**WRITTEN TASK**
Reproduce the passage on China's relations with the Philippines from "Promises Kept?" to "totaling $75 million.", changing "largesse" to "generosity".

**TEXT SECTION**
With the great power competition between the United States and China set to gain momentum in 2019, China's detente with the Philippines will become increasingly important. As in mainland Southeast Asia, Central Asia and elsewhere, China's ability to leverage its massive economic heft to its strategic advantage will be critical.

For Beijing, the warmer relations with Manila align with its preference for dealing with each of the South China Sea's claimants on a bilateral basis, along with its overall regional strategy to leverage its economic heft for strategic advantage, embodied especially in its sprawling Belt and Road Initiative. As Duterte nears the midpoint of his term in office (he will remain in power until 2021), the jury is still out on whether his approach has been a success – and whether it will be politically sustainable. Despite two high-profile state visits and a raft of pledges, Chinese investment has yet to flow into the archipelago. Ultimately, if China wants to wield long-term influence in the Philippines, it will need to deliver on the ground.

Promises Given

Duterte wasted no time in making overtures to Beijing. Just three months after assuming office in June 2016, he visited China, where he bombastically heralded his country's "separation from the United States" and the resumption of bilateral talks with Beijing on the South China Sea after a four-year hiatus. For its part, China lifted an embargo on Philippine fruit, while promising an influx of tourists to the island nation. The two sides also signed around $24 billion in credit and investment pledges that included $5.5 billion for infrastructure, a $3 billion business credit line, a $1 billion hydropower project, as well as a $700 million steel plant and $780 million port project in Duterte's hometown, Davao City.

In May 2017, Duterte traveled to China once again to attend the inauguration of the Belt and Road Initiative. Eleven months later, Duterte returned to China, while Chinese President Xi Jinping reciprocated in November 2018, conducting the first Chinese state visit to the Philippines in 13 years. During Xi's trip, Beijing and Manila signed 29 agreements on cooperation that included deals on further investment and credit, joint energy development in the South China Sea and the Philippines' formal accession to the Belt and Road Initiative. Xi also invited Duterte to pay his fourth visit to China in 2019 to attend a forum on the Belt and Road.

Beijing's pledges are meant to serve as a cornerstone of Manila's ambitious infrastructure push. In 2017, the Asian Development Bank ranked the Philippines 112th out of 138 countries in infrastructure quality, noting that even the core island of Luzon suffered serious infrastructure problems. Duterte has made infrastructure upgrades a central plank of his political program, while pledging to ameliorate uneven infrastructure development in the rest of the country as well. Launched early in his tenure, Duterte's Build Build Build initiative aims to conduct $160 billion to $180 billion in new infrastructure improvements through 2022. Since coming to power, Duterte has indeed raised infrastructure spending from a mere 2.7 percent of gross domestic product between 2011 and 2015 to 6.3 percent of GDP at the start of 2018. (The president's original goal was for 7 percent of GDP by 2019.) But given that only 13 percent of Philippine infrastructure investment came from foreign sources — as opposed to nearly 40 percent in Vietnam — Duterte will require much more investment from abroad if he is to attain his goal. In the 75 projects earmarked for Build Build Build, the Philippines is expecting Chinese funding in around half of them.

Promises Kept?

Despite the formidable pledges, however, much of this Chinese largesse has yet to materialize. In 2017, the Philippines' top five sources of foreign direct investment (FDI) were Japan (30.3 percent), Taiwan (10.3 percent), Singapore (9.6 percent), the Netherlands (9.1 percent) and the United States (8.3 percent). China, by contrast, has only managed to deliver on a small proportion of its total figure: a $73 million irrigation project and headway on two bridges totaling $75 million.

**GIVEN DATA**

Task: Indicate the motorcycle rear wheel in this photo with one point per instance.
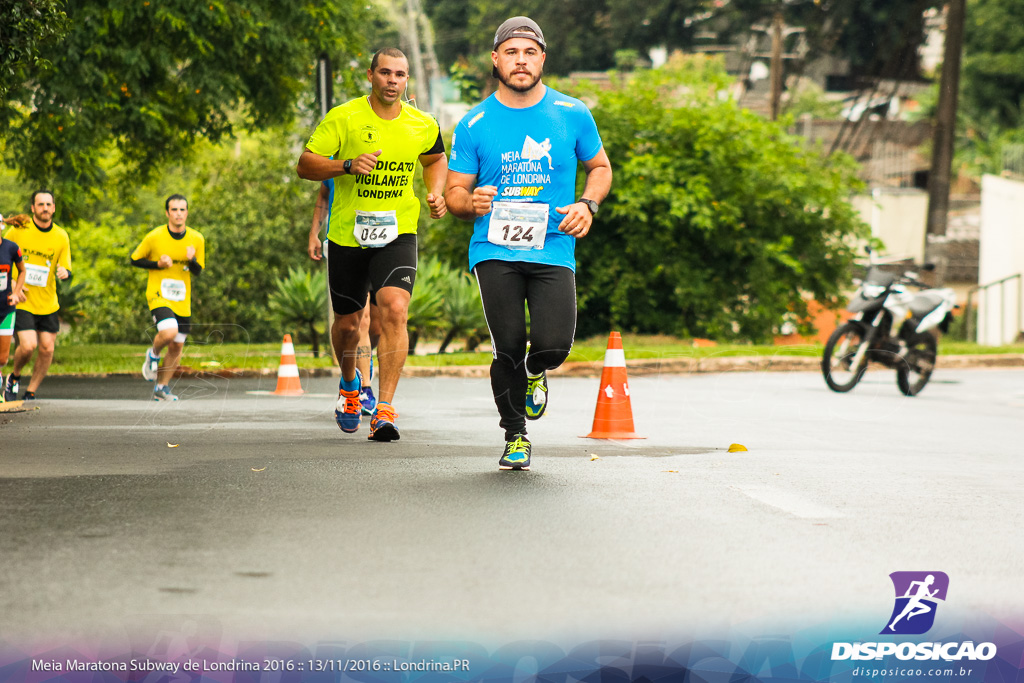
(838, 357)
(914, 371)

**RESPONSE**
Promises Kept?

Despite the formidable pledges, however, much of this Chinese generosity has yet to materialize. In 2017, the Philippines' top five sources of foreign direct investment (FDI) were Japan (30.3 percent), Taiwan (10.3 percent), Singapore (9.6 percent), the Netherlands (9.1 percent) and the United States (8.3 percent). China, by contrast, has only managed to deliver on a small proportion of its total figure: a $73 million irrigation project and headway on two bridges totaling $75 million.